▸ TAREA PEDIDA:
Devuelve, copiado tal cual, el tramo del texto sobre la música indígena en la época colonial que va desde "El foco de análisis" hasta "emitían el sonido?".

▸ TEXTO DADO:
* * * * * * *
En extremo problemática resultó ser la cultura de los nativos, puesto que las creencias, costumbres y prácticas locales entraron en abierto conflicto con la cosmovisión europea. La música indígena no permaneció ajena al escrutinio foráneo, lo que puede observarse en las numerosas descripciones que destacan el vínculo existente entre la música y la danza, la música y los rituales indígenas, o bien, la música y la guerra. El epígrafe de este artículo es un ejemplo de ello: los “gritos y alaridos proferidos por los combatientes en medio de un ceremonial con fines bélicos tienen como fondo acústico el sonido de un “maldito” atambor. A pesar de que prevalece una valoración negativa de las prácticas musicales indígenas, estos textos permiten al lector actual inferir los diferentes usos que se daba a la música y las condiciones que determinaban su recepción.

El foco de análisis de este trabajo será puesto en la construcción de imaginarios a partir de la recepción de las músicas autóctonas. Con base en ello formularé tres preguntas conductoras: ¿qué hacía que un sonido fuera percibido como amenazante por el escucha occidental?, ¿de qué manera intervenía el factor étnico-cultural en la recepción del sonido? y ¿en qué circunstancias los sonidos otros llegaron a ser admitidos en la práctica musical oficial? Para proponer posibles respuestas es necesario establecer frente a qué exactamente se producía el rechazo: ¿frente a los sujetos que producían el hecho sonoro?, ¿a la función que este último cumplía?, ¿a los instrumentos que emitían el sonido?

Referirse a la música en el contexto colonial constituye un gran desafío porque no se sabe a ciencia cierta cómo sonaba la música en aquella época. Los manuscritos musicales resguardados en los archivos y bibliotecas del mundo constituyen un punto de partida para la investigación, pero no proporcionan datos concretos respecto de la interpretación de las piezas, su ejecución “real” o las condiciones de recepción. Los textos coloniales ofrecen ciertos indicios, en la medida en que permiten detectar que el modo de percibir lo ajeno está determinado por los términos en los que se percibe lo propio. Con base en ello me propongo desarrollar el tema de la percepción y la recepción de las prácticas musicales indígenas, en el entendido de que el análisis será abordado prioritariamente desde la ladera occidental.
* * * * * * *
▸ FILAS DE DATOS:
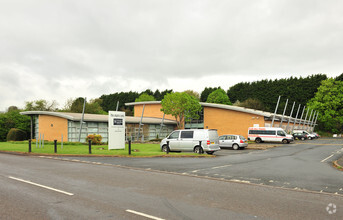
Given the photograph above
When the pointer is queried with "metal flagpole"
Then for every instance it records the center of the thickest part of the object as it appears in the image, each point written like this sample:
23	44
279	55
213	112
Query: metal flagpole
283	113
296	118
83	114
305	118
277	105
309	120
290	116
140	123
315	121
301	117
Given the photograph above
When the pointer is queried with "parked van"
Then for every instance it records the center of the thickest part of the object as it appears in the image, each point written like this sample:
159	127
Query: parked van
269	134
193	140
309	135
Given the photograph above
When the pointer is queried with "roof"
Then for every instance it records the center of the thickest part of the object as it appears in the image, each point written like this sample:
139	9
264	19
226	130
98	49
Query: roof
267	115
99	118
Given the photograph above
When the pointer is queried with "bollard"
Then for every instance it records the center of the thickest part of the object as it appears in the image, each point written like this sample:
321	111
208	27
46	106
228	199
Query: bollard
129	147
55	146
30	146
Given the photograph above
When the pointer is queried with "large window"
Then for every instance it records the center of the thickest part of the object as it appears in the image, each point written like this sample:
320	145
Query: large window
187	134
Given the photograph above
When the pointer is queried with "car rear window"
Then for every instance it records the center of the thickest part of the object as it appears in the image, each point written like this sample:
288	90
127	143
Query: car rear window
187	134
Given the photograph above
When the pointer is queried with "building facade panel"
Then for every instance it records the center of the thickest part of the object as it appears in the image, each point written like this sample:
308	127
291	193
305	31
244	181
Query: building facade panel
230	122
151	110
52	127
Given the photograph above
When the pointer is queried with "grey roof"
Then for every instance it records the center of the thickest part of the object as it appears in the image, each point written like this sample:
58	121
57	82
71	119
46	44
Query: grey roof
267	115
99	118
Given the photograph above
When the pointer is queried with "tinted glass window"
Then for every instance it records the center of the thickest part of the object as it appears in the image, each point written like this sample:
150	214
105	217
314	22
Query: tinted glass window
281	133
187	134
174	135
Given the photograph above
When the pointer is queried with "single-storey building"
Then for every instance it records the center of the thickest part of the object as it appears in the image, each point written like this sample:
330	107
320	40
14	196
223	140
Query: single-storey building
58	125
227	119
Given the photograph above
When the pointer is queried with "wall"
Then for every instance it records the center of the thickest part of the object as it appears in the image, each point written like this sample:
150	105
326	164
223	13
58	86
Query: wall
229	121
53	127
151	110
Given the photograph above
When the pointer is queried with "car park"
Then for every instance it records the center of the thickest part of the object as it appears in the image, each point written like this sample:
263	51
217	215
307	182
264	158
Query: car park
192	140
309	135
299	136
269	134
233	141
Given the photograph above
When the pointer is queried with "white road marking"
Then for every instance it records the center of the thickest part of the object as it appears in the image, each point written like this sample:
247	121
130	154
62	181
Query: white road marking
46	187
327	158
221	166
143	214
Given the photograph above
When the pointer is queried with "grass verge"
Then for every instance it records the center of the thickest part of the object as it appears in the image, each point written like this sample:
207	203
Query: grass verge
137	149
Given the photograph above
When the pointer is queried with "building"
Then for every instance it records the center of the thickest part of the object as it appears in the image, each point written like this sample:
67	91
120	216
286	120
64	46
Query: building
227	119
66	126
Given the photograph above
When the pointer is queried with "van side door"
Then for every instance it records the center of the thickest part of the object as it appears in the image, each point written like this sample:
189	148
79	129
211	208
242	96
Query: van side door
186	140
174	141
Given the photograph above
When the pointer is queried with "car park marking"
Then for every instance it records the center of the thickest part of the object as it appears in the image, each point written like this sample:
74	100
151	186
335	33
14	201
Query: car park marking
42	186
221	166
327	158
144	215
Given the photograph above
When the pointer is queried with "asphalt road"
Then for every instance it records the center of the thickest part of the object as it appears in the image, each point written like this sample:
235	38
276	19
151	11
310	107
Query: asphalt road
43	188
305	165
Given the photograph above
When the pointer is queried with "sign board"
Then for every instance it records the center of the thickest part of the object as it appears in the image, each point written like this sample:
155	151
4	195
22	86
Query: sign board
116	130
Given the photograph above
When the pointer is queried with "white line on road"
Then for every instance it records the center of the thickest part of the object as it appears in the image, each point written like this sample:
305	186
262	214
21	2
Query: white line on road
143	214
46	187
327	158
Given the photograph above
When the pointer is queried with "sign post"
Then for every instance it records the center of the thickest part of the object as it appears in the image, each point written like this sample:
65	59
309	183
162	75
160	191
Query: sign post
116	130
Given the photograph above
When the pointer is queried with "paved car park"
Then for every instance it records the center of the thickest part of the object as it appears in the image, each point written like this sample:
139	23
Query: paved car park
300	165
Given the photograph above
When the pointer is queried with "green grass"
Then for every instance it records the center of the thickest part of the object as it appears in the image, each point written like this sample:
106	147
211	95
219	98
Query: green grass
137	149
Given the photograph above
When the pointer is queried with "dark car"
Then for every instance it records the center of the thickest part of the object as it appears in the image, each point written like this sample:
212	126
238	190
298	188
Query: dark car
300	136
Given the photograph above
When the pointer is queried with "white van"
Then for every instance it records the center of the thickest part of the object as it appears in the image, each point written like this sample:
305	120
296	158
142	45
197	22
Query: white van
309	135
269	134
193	140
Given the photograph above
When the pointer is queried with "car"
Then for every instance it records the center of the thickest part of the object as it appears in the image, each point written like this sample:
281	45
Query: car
299	136
233	140
192	140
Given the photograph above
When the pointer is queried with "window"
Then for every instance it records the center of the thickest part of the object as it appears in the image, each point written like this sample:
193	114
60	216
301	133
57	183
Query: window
222	138
281	133
187	134
174	135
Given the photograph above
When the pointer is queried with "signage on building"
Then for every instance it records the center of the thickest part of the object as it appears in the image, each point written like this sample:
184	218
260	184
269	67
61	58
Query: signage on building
116	130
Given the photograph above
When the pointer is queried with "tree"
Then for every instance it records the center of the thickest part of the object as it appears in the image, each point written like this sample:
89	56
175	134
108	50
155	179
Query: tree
328	102
145	97
181	106
219	96
193	93
41	105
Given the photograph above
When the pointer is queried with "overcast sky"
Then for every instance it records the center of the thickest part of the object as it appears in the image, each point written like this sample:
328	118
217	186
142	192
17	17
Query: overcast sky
61	49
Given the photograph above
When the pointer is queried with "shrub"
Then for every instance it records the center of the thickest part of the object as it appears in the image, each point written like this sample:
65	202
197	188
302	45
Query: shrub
95	138
16	135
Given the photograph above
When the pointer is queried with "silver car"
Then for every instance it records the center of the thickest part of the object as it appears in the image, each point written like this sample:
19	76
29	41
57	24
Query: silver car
232	140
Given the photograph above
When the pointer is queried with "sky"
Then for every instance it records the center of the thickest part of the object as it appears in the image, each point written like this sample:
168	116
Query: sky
63	49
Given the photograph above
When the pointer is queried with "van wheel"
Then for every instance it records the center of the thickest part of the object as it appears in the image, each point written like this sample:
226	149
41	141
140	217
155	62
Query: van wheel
198	150
165	148
235	146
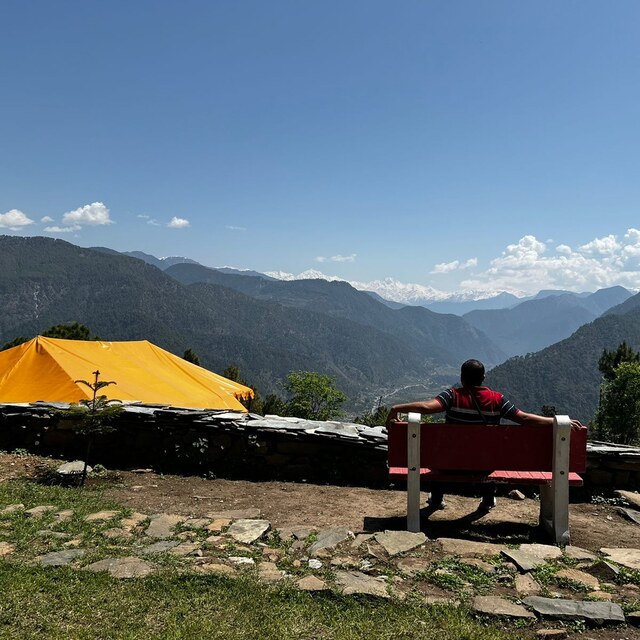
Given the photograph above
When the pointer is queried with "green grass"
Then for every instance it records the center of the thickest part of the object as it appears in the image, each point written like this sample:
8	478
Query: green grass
39	602
62	603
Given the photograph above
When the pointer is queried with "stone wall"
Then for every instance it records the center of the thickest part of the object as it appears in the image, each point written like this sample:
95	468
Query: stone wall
233	445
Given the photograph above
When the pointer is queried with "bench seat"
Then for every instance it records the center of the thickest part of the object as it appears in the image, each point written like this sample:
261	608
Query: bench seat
504	477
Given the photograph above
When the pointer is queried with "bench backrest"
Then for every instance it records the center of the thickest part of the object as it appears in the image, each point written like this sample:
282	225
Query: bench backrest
485	448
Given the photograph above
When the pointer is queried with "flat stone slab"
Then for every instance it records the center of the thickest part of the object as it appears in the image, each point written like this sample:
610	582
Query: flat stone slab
631	497
530	556
248	531
355	582
311	583
163	524
134	520
329	538
395	542
186	549
578	553
597	612
60	558
216	568
269	572
11	508
629	558
160	547
496	606
526	585
585	579
413	566
630	514
38	512
252	513
470	548
100	516
129	567
72	468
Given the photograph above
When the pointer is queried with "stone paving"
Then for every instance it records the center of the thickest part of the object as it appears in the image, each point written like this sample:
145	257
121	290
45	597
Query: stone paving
533	582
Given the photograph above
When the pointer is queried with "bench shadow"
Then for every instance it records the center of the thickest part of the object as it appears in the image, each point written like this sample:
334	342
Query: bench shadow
471	526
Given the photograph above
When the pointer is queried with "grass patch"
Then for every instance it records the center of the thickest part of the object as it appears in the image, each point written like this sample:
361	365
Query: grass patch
66	604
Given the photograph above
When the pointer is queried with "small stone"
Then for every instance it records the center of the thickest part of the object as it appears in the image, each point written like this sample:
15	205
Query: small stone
269	572
582	578
329	538
162	525
578	553
196	523
597	612
11	508
129	567
60	558
117	533
395	542
631	497
470	548
526	585
101	515
186	549
134	520
479	564
311	583
216	568
248	531
63	516
552	634
38	512
412	566
355	582
629	558
72	468
496	606
218	524
237	514
160	547
603	570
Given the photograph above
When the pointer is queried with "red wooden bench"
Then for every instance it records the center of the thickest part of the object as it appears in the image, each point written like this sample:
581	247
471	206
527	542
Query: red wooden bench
552	458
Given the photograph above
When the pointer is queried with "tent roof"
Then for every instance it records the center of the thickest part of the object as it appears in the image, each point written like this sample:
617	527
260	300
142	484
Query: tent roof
47	369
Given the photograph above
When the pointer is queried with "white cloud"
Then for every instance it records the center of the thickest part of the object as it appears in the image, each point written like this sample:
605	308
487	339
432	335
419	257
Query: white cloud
178	223
448	267
14	220
91	215
338	258
57	229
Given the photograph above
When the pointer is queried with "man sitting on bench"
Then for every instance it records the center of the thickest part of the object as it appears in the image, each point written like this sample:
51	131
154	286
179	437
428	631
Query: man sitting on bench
472	404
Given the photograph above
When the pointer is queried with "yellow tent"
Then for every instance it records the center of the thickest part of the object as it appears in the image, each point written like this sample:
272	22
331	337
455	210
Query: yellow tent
47	368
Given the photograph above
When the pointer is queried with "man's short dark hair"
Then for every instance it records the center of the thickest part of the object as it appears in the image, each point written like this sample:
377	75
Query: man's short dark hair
472	373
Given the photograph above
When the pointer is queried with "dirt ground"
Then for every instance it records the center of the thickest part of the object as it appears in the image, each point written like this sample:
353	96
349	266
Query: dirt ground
289	504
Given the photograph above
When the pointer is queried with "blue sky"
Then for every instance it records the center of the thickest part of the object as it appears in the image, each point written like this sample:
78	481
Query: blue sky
457	145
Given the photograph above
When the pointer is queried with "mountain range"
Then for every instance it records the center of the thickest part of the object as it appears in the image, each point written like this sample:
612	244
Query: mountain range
270	327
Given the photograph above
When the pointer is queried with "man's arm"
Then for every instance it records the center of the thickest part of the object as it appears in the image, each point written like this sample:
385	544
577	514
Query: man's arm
533	419
426	407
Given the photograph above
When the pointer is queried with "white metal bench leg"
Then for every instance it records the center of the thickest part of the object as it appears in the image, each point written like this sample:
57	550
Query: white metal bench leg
554	498
413	477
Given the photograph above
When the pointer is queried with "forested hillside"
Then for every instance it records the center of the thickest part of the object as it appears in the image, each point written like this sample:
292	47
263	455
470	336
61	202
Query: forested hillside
566	374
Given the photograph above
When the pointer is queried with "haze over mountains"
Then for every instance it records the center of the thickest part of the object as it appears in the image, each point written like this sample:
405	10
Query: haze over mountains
270	327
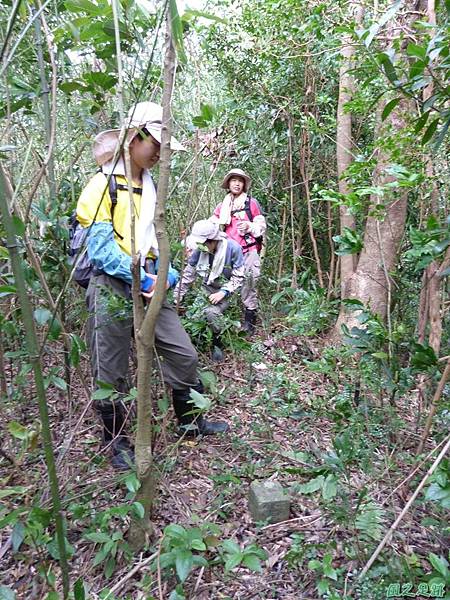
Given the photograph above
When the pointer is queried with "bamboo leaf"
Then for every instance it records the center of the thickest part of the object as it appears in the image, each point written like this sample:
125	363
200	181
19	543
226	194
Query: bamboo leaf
389	108
430	131
177	31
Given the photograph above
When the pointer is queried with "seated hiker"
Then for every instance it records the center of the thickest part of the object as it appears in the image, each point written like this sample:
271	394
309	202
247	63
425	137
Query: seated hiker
242	220
108	243
219	261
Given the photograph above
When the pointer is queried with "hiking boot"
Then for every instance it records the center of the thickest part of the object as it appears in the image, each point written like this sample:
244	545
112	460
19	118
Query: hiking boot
217	354
122	454
203	427
249	321
190	424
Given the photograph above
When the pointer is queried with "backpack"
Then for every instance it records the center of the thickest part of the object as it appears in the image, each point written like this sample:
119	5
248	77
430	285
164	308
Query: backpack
258	241
78	256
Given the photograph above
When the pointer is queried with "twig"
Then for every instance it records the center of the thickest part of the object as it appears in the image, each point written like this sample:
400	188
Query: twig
130	574
313	516
397	521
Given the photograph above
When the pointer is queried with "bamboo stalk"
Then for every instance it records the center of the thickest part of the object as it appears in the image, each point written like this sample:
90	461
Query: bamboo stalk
34	357
434	405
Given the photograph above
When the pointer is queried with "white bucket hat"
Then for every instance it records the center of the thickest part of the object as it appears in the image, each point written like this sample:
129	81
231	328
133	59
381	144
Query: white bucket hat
237	173
146	115
201	231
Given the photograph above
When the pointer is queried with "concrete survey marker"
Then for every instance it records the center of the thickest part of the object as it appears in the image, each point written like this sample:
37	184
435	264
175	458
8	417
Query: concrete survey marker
268	502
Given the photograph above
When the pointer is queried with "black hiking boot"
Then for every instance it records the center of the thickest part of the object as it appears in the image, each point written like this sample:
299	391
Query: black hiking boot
122	454
113	418
217	352
249	321
190	424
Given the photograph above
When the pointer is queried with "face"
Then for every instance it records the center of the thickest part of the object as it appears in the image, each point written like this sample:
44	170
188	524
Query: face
144	152
211	245
236	185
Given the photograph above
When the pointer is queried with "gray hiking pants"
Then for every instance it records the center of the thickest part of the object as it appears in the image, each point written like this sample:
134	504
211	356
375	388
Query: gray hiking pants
109	337
252	265
213	311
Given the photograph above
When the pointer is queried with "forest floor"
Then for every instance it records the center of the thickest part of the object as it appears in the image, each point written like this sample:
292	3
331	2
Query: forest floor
290	425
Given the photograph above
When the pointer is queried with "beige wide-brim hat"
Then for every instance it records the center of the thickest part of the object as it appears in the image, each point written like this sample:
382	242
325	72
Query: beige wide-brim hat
201	231
237	173
146	115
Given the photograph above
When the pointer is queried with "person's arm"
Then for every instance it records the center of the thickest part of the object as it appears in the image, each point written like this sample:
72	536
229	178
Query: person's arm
106	255
216	214
94	213
258	226
188	277
237	273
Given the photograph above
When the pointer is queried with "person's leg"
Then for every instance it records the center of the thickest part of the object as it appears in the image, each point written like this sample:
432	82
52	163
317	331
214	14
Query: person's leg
252	263
212	314
179	362
109	336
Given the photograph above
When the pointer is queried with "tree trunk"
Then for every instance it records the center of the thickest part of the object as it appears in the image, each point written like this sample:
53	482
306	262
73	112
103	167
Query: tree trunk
371	282
145	336
344	142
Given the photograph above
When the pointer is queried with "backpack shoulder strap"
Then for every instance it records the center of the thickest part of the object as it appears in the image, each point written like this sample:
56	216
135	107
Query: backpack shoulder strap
248	209
113	196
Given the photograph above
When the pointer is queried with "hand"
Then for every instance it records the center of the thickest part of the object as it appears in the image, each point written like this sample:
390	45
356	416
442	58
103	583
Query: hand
149	293
217	297
243	227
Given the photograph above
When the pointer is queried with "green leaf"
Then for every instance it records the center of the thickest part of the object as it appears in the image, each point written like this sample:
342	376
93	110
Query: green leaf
389	108
177	31
109	567
7	593
314	565
230	547
312	486
98	537
420	124
17	536
198	545
18	489
17	430
59	383
139	510
55	329
430	131
323	587
79	591
19	226
175	531
6	290
200	401
380	355
132	482
252	562
183	563
329	489
102	394
209	380
233	561
415	50
42	316
423	357
189	14
177	593
439	564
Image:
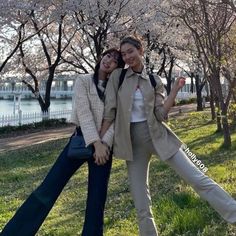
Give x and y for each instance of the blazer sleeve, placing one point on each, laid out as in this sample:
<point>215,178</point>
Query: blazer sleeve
<point>83,111</point>
<point>111,96</point>
<point>159,111</point>
<point>108,136</point>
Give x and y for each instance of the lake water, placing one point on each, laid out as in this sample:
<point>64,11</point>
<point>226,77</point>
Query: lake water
<point>7,106</point>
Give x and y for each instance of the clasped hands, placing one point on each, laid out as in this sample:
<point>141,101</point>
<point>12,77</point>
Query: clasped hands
<point>102,152</point>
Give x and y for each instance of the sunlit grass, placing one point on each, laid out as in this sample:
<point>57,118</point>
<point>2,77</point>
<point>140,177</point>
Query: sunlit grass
<point>177,208</point>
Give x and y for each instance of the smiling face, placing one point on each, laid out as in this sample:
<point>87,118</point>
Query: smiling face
<point>132,56</point>
<point>109,62</point>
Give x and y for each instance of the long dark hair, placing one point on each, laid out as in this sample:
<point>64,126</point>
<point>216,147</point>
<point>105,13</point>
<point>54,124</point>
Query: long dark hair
<point>121,64</point>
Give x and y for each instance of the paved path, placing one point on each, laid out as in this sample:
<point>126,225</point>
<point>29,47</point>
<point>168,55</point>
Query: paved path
<point>53,134</point>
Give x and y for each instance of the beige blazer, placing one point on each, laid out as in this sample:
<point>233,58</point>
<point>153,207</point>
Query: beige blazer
<point>118,106</point>
<point>87,111</point>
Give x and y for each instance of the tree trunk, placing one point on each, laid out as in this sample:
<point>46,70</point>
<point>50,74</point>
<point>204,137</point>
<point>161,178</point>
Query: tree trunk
<point>212,105</point>
<point>199,93</point>
<point>225,124</point>
<point>218,115</point>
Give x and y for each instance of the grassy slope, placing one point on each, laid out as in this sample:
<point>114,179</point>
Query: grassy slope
<point>177,209</point>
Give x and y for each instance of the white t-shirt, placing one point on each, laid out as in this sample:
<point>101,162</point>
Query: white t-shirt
<point>138,109</point>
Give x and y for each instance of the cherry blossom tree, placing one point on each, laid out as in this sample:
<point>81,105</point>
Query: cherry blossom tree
<point>210,23</point>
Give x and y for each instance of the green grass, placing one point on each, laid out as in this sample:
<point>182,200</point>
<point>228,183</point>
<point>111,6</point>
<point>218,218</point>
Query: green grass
<point>177,209</point>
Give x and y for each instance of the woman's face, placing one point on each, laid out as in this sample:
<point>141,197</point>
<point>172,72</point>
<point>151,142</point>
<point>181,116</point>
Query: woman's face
<point>131,55</point>
<point>109,62</point>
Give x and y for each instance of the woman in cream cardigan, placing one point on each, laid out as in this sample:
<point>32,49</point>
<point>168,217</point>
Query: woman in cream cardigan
<point>88,108</point>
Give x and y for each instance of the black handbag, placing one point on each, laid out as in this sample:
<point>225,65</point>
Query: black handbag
<point>77,148</point>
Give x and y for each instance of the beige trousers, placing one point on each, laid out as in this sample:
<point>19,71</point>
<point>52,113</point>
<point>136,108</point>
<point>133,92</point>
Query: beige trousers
<point>138,170</point>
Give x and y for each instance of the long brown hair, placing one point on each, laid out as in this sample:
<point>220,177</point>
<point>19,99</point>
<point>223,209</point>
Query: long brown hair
<point>121,64</point>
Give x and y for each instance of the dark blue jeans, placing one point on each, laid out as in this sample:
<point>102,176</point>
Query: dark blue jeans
<point>32,213</point>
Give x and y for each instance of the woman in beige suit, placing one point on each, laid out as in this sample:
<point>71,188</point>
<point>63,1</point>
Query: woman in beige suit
<point>138,108</point>
<point>88,108</point>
* * * * * * *
▸ LA RESPUESTA:
El foco de análisis de este trabajo será puesto en la construcción de imaginarios a partir de la recepción de las músicas autóctonas. Con base en ello formularé tres preguntas conductoras: ¿qué hacía que un sonido fuera percibido como amenazante por el escucha occidental?, ¿de qué manera intervenía el factor étnico-cultural en la recepción del sonido? y ¿en qué circunstancias los sonidos otros llegaron a ser admitidos en la práctica musical oficial? Para proponer posibles respuestas es necesario establecer frente a qué exactamente se producía el rechazo: ¿frente a los sujetos que producían el hecho sonoro?, ¿a la función que este último cumplía?, ¿a los instrumentos que emitían el sonido?